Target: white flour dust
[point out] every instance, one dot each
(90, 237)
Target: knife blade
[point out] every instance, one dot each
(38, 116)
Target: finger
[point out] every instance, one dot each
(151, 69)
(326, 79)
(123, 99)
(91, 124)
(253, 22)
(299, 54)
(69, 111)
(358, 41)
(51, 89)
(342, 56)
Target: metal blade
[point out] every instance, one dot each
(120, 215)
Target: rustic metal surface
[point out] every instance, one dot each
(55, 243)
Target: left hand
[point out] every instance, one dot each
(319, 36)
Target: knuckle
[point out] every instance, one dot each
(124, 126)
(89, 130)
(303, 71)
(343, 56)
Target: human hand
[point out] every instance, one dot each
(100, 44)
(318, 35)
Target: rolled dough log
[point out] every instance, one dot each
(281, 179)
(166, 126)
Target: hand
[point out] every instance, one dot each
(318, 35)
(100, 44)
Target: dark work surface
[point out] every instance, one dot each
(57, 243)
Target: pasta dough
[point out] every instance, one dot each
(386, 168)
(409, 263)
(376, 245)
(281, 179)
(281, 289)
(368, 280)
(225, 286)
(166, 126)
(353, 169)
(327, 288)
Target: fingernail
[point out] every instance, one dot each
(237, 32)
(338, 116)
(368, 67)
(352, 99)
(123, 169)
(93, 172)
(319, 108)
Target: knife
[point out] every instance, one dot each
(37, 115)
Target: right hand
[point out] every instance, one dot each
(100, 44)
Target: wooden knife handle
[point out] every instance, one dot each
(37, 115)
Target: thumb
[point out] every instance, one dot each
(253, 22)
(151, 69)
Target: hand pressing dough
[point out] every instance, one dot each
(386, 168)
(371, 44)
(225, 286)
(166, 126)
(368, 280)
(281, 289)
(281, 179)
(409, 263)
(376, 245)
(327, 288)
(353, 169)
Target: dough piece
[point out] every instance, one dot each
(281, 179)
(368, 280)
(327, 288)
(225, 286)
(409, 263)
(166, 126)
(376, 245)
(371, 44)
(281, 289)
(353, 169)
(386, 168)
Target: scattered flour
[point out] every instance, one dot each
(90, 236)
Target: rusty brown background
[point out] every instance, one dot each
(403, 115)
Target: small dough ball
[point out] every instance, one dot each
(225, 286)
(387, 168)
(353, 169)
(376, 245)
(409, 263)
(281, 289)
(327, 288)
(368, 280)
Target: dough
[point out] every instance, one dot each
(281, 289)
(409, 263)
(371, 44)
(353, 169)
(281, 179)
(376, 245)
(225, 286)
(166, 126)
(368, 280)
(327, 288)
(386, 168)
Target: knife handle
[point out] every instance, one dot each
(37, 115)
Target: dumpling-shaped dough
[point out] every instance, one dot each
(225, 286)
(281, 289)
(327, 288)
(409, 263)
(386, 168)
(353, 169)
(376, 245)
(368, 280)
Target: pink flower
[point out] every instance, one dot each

########################################

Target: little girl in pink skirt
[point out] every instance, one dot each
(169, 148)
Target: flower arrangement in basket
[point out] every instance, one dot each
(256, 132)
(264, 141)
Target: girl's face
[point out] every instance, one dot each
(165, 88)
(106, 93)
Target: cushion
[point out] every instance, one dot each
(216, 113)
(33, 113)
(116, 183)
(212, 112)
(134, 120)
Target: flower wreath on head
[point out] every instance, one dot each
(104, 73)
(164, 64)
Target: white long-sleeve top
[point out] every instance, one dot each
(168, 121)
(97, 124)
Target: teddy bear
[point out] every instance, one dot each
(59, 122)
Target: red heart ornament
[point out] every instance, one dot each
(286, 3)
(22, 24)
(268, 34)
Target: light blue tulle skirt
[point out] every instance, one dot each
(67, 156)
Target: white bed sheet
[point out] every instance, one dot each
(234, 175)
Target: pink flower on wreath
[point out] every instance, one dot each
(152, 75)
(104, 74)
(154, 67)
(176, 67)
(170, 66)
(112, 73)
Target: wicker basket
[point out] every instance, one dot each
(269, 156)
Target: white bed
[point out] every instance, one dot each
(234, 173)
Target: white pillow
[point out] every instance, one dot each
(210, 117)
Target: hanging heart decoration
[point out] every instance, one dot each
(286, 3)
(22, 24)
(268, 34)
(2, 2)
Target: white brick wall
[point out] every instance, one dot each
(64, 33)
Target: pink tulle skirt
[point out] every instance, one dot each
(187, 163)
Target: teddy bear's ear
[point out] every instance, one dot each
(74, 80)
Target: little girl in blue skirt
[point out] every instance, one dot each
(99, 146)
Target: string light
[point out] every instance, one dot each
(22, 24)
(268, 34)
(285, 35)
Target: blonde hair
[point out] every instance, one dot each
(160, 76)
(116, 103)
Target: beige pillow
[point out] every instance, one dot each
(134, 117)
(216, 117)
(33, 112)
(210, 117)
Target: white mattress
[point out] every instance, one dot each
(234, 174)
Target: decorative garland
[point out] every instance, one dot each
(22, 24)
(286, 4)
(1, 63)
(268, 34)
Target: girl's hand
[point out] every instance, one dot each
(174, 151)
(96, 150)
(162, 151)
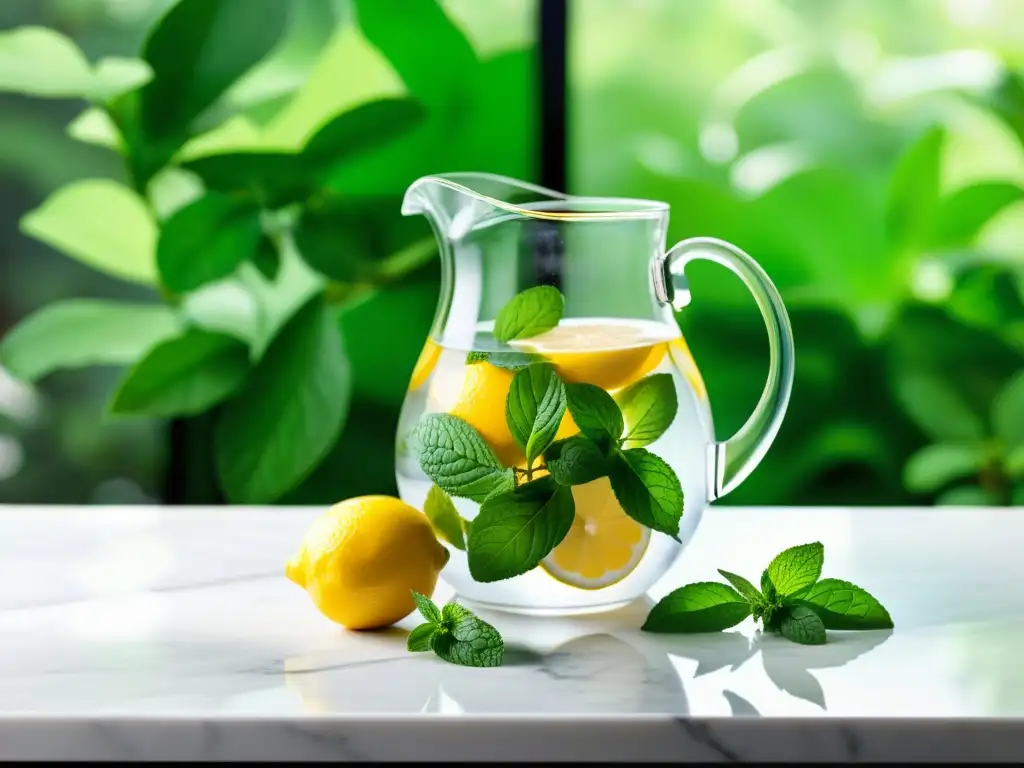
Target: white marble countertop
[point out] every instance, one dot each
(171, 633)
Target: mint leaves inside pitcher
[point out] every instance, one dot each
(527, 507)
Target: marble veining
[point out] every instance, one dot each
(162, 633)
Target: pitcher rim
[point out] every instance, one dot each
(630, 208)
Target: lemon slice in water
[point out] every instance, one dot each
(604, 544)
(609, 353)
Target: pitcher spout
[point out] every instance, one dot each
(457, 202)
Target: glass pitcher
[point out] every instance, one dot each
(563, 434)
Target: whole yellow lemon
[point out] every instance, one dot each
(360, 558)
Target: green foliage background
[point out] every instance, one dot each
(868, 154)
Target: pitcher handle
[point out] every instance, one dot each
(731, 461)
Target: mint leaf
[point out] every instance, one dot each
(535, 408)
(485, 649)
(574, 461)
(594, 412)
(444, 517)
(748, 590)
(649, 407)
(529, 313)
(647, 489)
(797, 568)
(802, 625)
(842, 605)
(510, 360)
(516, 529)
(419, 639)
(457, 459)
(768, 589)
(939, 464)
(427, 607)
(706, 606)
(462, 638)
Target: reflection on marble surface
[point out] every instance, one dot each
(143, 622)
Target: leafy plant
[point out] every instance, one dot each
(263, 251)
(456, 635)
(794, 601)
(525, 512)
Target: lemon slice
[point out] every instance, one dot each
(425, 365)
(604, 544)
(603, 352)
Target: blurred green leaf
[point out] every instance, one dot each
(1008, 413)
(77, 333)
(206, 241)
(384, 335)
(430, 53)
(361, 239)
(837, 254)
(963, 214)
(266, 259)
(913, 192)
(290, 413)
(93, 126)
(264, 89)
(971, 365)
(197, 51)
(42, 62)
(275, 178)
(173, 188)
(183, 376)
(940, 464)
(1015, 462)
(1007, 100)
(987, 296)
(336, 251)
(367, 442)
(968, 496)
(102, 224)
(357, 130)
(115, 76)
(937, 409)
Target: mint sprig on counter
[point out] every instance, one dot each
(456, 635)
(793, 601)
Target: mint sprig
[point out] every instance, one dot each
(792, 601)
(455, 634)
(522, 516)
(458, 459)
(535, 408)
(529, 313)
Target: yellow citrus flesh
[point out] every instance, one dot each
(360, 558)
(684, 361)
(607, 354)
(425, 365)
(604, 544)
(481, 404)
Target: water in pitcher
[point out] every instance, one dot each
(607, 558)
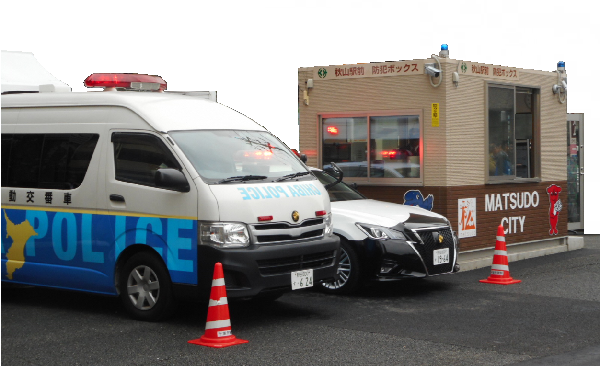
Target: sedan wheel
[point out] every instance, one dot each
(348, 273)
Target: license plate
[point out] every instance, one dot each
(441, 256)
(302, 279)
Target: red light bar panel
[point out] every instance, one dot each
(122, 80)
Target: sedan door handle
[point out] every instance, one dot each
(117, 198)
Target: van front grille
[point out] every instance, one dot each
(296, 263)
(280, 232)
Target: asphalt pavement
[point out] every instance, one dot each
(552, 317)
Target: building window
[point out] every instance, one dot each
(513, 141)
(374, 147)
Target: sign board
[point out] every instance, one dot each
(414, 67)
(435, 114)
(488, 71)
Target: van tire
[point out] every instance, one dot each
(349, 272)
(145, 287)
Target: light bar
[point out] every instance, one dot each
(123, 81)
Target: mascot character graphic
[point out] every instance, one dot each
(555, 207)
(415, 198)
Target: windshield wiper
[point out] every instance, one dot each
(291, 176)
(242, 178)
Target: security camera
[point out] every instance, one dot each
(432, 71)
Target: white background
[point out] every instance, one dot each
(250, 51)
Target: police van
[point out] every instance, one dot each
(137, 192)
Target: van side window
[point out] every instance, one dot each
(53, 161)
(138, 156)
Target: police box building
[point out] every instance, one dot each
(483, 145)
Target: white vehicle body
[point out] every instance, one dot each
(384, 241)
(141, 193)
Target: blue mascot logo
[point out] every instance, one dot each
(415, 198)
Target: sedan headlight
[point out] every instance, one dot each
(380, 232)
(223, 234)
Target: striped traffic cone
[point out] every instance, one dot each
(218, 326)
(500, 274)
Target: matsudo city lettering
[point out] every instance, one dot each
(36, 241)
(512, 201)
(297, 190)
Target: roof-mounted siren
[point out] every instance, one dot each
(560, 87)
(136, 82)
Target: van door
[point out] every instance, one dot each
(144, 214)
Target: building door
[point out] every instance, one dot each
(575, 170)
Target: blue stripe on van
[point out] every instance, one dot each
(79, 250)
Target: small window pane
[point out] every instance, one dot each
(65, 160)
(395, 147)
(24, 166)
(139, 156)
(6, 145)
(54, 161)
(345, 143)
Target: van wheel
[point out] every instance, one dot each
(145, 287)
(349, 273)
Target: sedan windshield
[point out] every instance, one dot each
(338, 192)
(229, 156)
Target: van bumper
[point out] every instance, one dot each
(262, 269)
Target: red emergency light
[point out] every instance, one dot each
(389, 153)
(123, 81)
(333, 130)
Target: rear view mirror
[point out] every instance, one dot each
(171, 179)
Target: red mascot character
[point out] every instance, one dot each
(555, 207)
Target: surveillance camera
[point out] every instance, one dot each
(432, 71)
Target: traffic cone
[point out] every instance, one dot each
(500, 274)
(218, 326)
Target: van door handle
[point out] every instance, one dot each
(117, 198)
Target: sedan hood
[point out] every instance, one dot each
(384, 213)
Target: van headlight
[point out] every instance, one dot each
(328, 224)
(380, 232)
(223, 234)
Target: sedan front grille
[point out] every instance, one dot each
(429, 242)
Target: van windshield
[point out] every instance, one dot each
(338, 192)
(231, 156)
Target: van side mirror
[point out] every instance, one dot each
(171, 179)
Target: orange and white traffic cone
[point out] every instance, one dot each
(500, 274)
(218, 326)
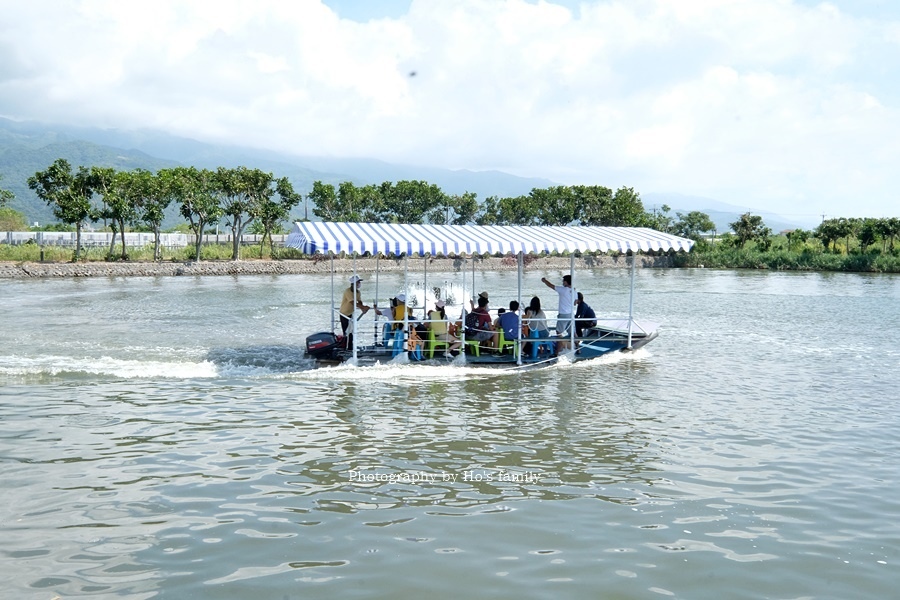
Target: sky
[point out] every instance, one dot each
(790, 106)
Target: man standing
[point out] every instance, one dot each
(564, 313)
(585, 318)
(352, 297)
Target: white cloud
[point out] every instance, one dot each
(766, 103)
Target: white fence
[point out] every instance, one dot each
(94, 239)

########################################

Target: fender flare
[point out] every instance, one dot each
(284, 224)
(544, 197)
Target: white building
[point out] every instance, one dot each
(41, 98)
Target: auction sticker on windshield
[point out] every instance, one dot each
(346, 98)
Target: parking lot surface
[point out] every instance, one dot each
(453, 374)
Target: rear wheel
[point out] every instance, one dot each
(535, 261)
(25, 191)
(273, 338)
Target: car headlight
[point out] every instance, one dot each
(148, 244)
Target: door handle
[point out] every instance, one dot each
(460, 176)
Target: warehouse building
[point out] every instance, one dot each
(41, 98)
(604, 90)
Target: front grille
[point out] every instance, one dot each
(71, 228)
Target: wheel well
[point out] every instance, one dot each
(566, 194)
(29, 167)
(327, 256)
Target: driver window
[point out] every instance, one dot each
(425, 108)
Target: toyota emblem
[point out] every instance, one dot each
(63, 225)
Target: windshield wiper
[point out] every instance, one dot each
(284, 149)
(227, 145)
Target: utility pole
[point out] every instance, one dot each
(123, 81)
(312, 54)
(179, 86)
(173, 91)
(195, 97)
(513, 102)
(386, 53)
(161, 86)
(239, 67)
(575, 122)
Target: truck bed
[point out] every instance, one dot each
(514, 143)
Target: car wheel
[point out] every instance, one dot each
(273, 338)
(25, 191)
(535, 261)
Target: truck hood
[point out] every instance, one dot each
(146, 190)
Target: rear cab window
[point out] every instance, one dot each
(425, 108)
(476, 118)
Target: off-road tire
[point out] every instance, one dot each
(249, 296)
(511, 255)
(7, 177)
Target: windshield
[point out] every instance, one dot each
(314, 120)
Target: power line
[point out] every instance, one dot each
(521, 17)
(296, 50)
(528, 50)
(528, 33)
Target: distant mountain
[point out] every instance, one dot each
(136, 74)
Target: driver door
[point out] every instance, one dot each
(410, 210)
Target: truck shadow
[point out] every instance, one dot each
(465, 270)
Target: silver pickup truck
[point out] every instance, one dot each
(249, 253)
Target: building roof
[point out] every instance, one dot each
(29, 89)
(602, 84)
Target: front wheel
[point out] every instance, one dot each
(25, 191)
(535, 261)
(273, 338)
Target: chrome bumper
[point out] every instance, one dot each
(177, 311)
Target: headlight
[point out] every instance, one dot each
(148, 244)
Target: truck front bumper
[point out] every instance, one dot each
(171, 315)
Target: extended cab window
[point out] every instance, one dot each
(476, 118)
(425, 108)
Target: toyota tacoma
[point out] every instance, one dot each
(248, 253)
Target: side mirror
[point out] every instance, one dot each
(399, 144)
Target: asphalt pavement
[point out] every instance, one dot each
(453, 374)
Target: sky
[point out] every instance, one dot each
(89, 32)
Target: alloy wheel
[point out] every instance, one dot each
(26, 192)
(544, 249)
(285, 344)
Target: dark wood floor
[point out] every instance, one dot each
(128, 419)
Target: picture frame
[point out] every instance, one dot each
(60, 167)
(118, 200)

########################################

### Goal of the exercise
Pick out every line of the data above that contains the string "camera", matching case exactly.

### Task response
Target: security camera
Target: surveillance camera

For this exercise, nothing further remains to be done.